## begin Stored rows
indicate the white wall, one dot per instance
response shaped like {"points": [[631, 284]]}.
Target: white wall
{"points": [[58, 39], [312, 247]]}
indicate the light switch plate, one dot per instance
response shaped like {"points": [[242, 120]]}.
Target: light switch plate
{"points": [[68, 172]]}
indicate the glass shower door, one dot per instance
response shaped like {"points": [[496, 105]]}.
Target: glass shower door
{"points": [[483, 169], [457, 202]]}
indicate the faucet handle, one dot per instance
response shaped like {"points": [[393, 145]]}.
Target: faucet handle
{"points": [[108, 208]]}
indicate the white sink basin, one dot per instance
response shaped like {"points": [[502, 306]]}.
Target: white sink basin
## end Stored rows
**Given request**
Update everything from the line containing "indicate the faucet" down to the end of the records by changing "one dot per instance" to "one point per instance" and leaving the rest untouched. Return only those lines.

**Exercise answer**
indicate the faucet handle, one point per instance
response shaped like {"points": [[393, 145]]}.
Target: faucet handle
{"points": [[108, 208]]}
indicate the white sink basin, one point per instance
response shaped like {"points": [[502, 306]]}.
Target: white sink basin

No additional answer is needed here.